Records from a data collection:
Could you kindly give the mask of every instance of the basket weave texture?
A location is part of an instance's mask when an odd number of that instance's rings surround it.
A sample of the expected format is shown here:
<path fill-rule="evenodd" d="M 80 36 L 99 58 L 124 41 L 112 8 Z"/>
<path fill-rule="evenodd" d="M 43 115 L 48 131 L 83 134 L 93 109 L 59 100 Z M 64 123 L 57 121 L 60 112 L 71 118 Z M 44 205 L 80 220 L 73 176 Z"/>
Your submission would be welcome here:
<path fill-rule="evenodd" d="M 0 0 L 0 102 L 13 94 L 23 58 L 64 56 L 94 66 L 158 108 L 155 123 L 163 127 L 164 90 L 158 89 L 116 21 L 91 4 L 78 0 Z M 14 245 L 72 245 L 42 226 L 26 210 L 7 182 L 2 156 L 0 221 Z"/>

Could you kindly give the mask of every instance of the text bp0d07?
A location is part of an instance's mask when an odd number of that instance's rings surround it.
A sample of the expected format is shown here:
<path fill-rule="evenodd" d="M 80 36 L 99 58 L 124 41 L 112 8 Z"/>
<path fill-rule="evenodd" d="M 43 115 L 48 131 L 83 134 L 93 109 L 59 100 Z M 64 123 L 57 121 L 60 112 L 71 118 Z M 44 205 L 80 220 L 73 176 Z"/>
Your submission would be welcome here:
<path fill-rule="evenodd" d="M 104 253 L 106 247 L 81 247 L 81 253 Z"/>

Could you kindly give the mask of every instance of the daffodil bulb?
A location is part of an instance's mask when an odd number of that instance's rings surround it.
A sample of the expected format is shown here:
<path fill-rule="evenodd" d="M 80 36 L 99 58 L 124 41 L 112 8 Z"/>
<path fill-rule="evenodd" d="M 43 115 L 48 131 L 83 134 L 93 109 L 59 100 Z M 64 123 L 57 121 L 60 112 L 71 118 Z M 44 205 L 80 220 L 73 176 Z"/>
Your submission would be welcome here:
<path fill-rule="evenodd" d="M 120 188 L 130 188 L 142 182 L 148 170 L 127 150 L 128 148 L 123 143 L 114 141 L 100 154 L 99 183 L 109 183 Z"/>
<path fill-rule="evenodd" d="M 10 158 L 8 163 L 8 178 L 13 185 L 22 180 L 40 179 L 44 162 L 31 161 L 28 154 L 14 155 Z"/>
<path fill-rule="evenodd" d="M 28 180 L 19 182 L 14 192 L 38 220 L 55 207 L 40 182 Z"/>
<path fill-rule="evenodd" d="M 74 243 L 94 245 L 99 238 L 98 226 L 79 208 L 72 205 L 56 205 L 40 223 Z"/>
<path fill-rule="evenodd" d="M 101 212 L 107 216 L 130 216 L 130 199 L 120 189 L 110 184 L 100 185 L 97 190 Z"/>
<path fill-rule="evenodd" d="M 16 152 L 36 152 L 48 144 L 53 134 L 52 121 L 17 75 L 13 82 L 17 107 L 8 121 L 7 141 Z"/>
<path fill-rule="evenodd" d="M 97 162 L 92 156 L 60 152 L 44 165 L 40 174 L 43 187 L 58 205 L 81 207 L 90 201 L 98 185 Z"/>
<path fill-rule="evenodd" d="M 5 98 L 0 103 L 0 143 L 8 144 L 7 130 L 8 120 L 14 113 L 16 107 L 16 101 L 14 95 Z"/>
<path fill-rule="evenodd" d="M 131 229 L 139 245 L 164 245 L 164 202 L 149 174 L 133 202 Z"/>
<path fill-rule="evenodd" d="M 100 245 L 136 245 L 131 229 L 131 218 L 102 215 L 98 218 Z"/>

» Exercise details: In the records, change "submission" to "response" in the lines from the one containing "the text bp0d07?" through the one containing "104 253 L 106", leaving everything else as it is, and give only those lines.

» Task result:
Could you kindly give the mask of every instance of the text bp0d07?
A location is part of an instance's mask when an odd number of that instance's rings surround it.
A sample of the expected format is shown here:
<path fill-rule="evenodd" d="M 80 36 L 99 58 L 124 41 L 112 8 Z"/>
<path fill-rule="evenodd" d="M 43 115 L 48 131 L 83 134 L 93 109 L 59 100 Z M 64 123 L 57 121 L 60 112 L 71 118 Z M 44 205 L 80 220 L 73 176 Z"/>
Your response would be welcome here:
<path fill-rule="evenodd" d="M 104 253 L 106 247 L 81 247 L 81 253 Z"/>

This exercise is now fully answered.